■ **Brief 1**: Convert the records, from the line containing "indicate the leather" through the final line of the records inclusive, into a JSON list of strings with one string per line and no blank lines.

Non-conformable arrays in quantile regression model from pandas DataFrame using rpy2

Question

I am doing a quantile regression on the engel dataset with rpy2 (2.7.6):

import statsmodels as sm

from rpy2.robjects.packages import importr
from rpy2.robjects import pandas2ri

pandas2ri.activate()

quantreg = importr('quantreg')

data = sm.datasets.engel.load_pandas().data

qreg = quantreg.rq('foodexp ~ income', data=data, tau=0.5)

However this generates the following error:

qreg = quantreg.rq('foodexp ~ income', data=data, tau=0.5)
Traceback (most recent call last):

  File "<ipython-input-22-02ee1015737c>", line 1, in <module>
    quantreg.rq('foodexp ~ income', data=data, tau=0.5)

  File "C:\Anaconda\lib\site-packages\rpy2\robjects\functions.py", line 178, in __call__
    return super(SignatureTranslatedFunction, self).__call__(*args, **kwargs)

■ **Extracted information**:
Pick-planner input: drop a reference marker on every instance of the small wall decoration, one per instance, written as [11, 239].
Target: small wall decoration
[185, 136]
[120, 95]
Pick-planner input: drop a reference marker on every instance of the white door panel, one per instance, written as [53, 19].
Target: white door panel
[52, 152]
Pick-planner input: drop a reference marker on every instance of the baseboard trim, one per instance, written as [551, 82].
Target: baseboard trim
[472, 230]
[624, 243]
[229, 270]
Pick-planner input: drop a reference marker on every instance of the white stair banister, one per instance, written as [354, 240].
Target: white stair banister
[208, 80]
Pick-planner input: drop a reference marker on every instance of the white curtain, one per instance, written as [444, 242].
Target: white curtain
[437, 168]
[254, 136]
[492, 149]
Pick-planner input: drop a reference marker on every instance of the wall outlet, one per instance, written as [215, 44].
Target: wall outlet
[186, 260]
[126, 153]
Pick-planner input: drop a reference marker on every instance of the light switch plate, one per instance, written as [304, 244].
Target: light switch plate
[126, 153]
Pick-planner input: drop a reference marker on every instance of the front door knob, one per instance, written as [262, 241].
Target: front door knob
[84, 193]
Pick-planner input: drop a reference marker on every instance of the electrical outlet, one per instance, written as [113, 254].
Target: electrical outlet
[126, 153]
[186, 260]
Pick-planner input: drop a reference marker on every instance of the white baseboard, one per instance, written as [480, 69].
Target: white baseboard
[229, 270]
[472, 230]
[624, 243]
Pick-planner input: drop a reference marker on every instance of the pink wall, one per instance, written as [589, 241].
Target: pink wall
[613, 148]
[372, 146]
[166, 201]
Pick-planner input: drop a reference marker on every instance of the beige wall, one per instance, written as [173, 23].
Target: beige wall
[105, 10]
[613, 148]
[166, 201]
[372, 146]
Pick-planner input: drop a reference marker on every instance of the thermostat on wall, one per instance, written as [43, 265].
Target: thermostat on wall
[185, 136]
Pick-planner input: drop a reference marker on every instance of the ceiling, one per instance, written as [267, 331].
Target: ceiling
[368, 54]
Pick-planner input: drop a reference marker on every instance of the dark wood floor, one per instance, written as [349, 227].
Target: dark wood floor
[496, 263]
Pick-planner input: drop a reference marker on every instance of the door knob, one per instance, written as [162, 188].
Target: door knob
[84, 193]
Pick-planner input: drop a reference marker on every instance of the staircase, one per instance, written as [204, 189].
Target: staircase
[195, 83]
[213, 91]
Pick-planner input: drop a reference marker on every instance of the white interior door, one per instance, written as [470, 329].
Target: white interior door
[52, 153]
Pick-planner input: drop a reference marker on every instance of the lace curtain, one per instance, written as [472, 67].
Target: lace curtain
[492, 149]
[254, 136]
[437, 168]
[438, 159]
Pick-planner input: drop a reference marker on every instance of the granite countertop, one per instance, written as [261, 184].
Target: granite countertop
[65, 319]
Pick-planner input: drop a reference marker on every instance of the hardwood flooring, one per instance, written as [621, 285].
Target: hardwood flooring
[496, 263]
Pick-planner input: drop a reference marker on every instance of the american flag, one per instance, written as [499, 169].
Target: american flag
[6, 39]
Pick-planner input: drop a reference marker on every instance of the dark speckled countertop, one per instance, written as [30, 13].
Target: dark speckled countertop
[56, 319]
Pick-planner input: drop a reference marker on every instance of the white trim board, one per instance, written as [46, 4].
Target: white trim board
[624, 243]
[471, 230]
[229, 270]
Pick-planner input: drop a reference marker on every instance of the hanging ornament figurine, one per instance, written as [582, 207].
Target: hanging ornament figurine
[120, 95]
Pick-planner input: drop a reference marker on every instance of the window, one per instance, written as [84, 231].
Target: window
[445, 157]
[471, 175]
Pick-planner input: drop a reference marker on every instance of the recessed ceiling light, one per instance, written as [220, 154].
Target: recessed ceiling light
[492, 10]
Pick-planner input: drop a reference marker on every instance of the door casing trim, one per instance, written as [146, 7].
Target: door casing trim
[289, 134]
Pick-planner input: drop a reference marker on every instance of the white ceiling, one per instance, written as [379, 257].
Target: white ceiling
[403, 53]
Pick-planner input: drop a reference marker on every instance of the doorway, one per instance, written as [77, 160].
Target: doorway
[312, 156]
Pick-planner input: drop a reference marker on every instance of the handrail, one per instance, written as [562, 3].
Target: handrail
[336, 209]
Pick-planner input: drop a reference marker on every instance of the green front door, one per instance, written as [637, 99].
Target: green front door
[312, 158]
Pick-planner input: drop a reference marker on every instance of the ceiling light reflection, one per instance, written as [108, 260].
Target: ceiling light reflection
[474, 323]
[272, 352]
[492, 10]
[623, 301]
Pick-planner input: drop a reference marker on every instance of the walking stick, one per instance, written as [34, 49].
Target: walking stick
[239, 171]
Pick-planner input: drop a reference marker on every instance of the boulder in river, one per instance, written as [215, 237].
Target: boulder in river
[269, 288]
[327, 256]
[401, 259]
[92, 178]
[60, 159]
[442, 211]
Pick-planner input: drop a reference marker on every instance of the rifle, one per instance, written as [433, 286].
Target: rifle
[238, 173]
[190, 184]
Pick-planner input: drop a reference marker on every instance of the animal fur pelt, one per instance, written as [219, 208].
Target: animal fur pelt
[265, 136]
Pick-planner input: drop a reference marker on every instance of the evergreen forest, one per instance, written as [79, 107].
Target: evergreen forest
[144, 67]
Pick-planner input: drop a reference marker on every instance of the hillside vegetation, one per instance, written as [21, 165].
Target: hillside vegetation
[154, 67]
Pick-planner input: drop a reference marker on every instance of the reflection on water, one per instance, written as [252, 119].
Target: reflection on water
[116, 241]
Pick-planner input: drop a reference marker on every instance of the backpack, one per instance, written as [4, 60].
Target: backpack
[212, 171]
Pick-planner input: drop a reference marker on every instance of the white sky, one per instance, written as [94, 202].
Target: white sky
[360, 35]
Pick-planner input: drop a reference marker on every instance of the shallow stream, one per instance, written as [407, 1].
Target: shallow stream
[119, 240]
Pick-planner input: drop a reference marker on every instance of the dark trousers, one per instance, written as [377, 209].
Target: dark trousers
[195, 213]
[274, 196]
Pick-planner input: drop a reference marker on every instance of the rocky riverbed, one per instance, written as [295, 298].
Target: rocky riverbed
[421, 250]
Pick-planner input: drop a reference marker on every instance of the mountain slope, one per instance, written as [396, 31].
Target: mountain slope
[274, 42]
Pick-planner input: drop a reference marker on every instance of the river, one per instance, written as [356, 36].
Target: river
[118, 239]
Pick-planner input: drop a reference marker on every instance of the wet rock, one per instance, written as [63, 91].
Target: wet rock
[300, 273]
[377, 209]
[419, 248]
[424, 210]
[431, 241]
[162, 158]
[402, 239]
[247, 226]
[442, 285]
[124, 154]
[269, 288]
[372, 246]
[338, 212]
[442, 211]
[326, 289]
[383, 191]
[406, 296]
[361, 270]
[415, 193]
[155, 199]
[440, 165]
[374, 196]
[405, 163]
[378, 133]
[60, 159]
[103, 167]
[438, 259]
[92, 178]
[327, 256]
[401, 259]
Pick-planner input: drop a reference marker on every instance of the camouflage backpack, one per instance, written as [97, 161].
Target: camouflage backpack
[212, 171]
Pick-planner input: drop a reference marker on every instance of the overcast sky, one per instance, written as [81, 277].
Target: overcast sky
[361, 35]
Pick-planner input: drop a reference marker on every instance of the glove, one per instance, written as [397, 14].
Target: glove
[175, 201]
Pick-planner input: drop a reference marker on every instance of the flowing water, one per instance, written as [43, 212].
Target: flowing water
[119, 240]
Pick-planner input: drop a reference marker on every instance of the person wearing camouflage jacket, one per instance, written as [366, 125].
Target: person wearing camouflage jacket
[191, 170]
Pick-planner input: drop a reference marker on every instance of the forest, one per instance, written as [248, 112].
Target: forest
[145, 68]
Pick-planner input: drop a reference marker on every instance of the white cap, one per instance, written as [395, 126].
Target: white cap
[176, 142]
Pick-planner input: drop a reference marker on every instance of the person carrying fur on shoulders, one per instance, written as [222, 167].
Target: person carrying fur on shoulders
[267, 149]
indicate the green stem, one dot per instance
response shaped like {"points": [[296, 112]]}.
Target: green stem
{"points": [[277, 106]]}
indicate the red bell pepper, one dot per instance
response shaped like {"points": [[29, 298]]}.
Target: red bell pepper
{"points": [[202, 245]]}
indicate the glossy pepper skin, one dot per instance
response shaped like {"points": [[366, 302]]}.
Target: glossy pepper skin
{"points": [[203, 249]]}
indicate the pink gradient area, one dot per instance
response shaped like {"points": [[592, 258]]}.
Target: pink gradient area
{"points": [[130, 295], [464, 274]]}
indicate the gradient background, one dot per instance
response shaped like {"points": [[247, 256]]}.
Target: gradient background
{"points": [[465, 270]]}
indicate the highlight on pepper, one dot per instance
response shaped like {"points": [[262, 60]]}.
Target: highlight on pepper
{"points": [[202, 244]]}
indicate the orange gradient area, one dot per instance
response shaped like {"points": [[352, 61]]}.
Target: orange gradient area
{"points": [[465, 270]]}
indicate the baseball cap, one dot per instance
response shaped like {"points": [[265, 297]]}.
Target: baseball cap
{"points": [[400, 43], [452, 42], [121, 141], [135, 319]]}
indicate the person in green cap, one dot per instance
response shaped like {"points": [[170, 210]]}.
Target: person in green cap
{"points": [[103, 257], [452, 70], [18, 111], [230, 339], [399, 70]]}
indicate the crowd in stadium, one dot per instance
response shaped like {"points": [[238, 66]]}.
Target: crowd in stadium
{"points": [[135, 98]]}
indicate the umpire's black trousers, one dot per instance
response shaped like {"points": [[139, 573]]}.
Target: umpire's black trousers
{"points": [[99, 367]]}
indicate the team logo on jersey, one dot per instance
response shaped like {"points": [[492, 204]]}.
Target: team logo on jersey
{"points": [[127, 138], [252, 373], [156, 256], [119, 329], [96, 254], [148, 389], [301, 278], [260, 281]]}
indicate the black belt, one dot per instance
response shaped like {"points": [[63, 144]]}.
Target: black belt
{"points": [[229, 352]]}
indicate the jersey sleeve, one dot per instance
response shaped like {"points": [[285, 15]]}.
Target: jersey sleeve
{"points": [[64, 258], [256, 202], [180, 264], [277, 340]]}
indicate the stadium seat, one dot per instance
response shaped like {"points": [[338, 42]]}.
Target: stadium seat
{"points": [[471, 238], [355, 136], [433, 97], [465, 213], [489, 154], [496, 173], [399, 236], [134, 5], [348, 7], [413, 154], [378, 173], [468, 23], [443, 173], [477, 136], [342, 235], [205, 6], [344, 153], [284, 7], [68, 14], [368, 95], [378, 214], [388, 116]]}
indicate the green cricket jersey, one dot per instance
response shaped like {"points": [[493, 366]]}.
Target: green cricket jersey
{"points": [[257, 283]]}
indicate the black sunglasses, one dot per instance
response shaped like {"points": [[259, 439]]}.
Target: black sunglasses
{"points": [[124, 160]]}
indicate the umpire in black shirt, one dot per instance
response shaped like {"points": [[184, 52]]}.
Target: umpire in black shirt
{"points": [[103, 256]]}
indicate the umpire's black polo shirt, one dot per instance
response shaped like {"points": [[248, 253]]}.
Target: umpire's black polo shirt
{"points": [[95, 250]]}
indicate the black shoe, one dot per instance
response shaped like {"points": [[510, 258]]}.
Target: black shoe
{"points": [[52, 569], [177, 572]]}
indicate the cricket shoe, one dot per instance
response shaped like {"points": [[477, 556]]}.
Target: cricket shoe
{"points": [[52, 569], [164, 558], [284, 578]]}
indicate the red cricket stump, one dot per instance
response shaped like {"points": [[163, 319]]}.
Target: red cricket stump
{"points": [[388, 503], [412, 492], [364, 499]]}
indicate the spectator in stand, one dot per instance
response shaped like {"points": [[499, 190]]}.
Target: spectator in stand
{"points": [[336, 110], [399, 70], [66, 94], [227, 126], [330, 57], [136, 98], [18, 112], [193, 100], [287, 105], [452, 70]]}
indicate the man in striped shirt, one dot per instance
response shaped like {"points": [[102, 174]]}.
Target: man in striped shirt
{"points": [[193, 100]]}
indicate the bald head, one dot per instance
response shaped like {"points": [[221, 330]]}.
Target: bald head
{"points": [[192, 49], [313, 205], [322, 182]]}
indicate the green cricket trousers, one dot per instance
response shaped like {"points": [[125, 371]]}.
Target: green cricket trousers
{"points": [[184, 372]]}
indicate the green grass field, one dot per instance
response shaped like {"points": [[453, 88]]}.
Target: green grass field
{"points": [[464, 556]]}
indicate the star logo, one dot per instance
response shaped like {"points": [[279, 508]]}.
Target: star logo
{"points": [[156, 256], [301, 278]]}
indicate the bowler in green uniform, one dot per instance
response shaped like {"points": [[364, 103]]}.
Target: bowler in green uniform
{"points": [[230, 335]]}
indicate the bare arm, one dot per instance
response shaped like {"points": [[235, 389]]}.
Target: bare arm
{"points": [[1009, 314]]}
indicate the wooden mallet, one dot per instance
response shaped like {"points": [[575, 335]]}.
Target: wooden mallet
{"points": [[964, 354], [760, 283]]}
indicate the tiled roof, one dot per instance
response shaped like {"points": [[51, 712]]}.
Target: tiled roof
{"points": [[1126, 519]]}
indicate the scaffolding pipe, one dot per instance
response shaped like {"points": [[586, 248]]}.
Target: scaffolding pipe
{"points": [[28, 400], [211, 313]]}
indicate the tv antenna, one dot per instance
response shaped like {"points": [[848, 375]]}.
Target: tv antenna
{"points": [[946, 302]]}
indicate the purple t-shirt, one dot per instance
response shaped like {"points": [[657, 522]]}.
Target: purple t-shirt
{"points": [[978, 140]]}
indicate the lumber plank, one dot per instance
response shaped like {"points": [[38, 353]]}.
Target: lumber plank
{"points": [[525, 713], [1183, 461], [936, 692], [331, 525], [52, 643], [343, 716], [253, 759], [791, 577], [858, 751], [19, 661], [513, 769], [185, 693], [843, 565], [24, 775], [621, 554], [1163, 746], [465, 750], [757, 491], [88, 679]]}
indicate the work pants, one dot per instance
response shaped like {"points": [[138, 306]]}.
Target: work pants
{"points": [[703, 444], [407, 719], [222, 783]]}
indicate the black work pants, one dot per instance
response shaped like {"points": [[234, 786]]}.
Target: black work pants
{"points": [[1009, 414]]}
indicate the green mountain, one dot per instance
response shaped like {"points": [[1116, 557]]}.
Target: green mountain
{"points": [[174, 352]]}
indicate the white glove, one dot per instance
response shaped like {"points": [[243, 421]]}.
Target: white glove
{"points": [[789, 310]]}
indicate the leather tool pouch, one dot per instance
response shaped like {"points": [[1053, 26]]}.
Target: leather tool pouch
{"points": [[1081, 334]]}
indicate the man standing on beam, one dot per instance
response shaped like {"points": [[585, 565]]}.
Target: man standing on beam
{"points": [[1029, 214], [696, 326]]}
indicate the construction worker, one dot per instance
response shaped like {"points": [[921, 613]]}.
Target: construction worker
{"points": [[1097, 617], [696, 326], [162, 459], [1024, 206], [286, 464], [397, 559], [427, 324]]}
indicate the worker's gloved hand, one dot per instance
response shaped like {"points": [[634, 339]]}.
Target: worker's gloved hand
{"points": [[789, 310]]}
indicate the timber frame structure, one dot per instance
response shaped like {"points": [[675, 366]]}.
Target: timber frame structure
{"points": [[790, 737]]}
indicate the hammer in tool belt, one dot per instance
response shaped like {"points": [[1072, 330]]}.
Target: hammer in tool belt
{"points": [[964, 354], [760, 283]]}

■ **Brief 2**: Continue the forum thread on the rpy2 quantile regression error from the point at which it stops.

■ **Exercise answer 1**:
[
  "indicate the leather tool pouch, one dot per instance",
  "response shaped like {\"points\": [[1053, 26]]}.",
  "Target: leather tool pouch",
  "{\"points\": [[1081, 334]]}",
  "indicate the man standing on beam, one dot per instance",
  "response shaped like {\"points\": [[585, 565]]}.",
  "Target: man standing on beam",
  "{\"points\": [[1029, 214], [696, 326]]}",
  "indicate the construction worker, one dot per instance",
  "response shaped like {\"points\": [[921, 613]]}.",
  "Target: construction worker",
  "{\"points\": [[1097, 617], [696, 326], [162, 459], [1024, 206], [286, 464], [397, 559], [427, 324]]}",
  "indicate the worker's gloved hand, one dot per instance",
  "response shaped like {\"points\": [[634, 339]]}.",
  "Target: worker's gloved hand",
  "{\"points\": [[789, 310]]}",
  "indicate the timber frame structure, one dot per instance",
  "response shaped like {\"points\": [[675, 366]]}.",
  "Target: timber frame structure",
  "{\"points\": [[790, 737]]}",
  "indicate the hammer in tool belt, one dot per instance",
  "response shaped like {\"points\": [[1072, 330]]}.",
  "Target: hammer in tool belt",
  "{\"points\": [[964, 354], [760, 283]]}"
]

■ **Exercise answer 2**:
  File "C:\Anaconda\lib\site-packages\rpy2\robjects\functions.py", line 106, in __call__
    res = super(Function, self).__call__(*new_args, **new_kwargs)

RRuntimeError: Error in y - x %*% z$coef : non-conformable arrays

From what I understand, non-conformable arrays in this case would mean there are some missing values or the 'arrays' being used are different sizes. I can confirm that this is NOT the case:

data.count()
Out[26]: 
income     235
foodexp    235
dtype: int64

data.shape
Out[27]: (235, 2)

What else could this error mean? Is it possible that the conversion from DataFrame to data.frame in rpy2 is not working correctly or maybe I'm missing something here? Can anyone else confirm this error?

Just in case here is some info regarding the version of R and Python.

R version 3.2.0 (2015-04-16) -- "Full of Ingredients"
Copyright (C) 2015 The R Foundation for Statistical Computing
Platform: x86_64-w64-mingw32/x64 (64-bit)

Python 2.7.11 |Anaconda 2.3.0 (64-bit)| (default, Dec  7 2015, 14:10:42) [MSC v.1500 64 bit (AMD64)]
on win32

Any help would be appreciated.

Edit 1:

If I load the dataset directly from R I don't get an error:

from rpy2.robjects import r

r.data('engel')
data = r['engel']

qreg = quantreg.rq('foodexp ~ income', data=data, tau=0.5)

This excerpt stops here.